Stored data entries
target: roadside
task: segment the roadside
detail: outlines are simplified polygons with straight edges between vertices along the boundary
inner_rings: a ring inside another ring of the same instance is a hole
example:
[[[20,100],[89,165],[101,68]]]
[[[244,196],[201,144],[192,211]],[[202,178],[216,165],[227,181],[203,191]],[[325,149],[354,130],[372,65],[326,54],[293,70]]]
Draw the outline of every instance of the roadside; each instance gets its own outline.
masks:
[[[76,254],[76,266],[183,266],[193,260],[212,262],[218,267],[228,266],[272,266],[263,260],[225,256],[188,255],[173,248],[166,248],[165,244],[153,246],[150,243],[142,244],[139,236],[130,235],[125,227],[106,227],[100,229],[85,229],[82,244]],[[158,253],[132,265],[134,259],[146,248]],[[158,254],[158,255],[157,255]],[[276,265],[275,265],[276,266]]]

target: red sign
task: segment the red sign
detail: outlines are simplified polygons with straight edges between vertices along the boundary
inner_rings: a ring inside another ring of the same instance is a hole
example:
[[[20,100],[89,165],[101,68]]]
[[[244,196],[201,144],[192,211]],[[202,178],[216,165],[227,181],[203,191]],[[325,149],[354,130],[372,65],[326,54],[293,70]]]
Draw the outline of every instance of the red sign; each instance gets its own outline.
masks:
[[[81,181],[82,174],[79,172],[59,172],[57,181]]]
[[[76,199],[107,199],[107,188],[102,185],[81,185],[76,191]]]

### WHAT THIS TASK INVOLVES:
Nothing may be omitted; retype every record exactly.

### SOLVED PROBLEM:
target: roadside
task: segment the roadside
detail: outlines are simplified polygons with straight edges between vertices along the boundary
inner_rings: a ring inside another ring of the same instance is a hole
example:
[[[20,100],[89,165],[101,68]]]
[[[244,196],[201,144],[192,211]],[[202,178],[216,165],[227,181],[203,191]],[[325,149],[354,130],[372,65],[326,54],[293,70]]]
Draw the outline of every instance of the roadside; each instance gets its own outline.
masks:
[[[76,254],[76,266],[183,266],[193,260],[212,262],[218,267],[228,266],[272,266],[263,260],[225,256],[188,255],[173,248],[166,248],[165,244],[153,246],[150,243],[142,244],[139,236],[130,235],[125,227],[106,227],[100,229],[85,229],[82,244]],[[158,253],[132,265],[134,259],[146,248]],[[158,254],[158,255],[157,255]],[[276,265],[275,265],[276,266]]]

target: red sign
task: segment the red sign
detail: outlines are simplified polygons with straight edges between vertices along the boundary
inner_rings: a ring inside another ring of the same instance is a hole
example:
[[[20,100],[89,165],[101,68]]]
[[[244,196],[201,144],[192,211]],[[202,178],[216,165],[227,181],[203,191]],[[325,149],[354,130],[372,65],[326,54],[293,70]]]
Draw the outline of every instance of the red sign; each instance gets its own outline.
masks:
[[[81,181],[82,174],[79,172],[59,172],[57,181]]]
[[[76,199],[107,199],[107,188],[102,185],[81,185],[76,191]]]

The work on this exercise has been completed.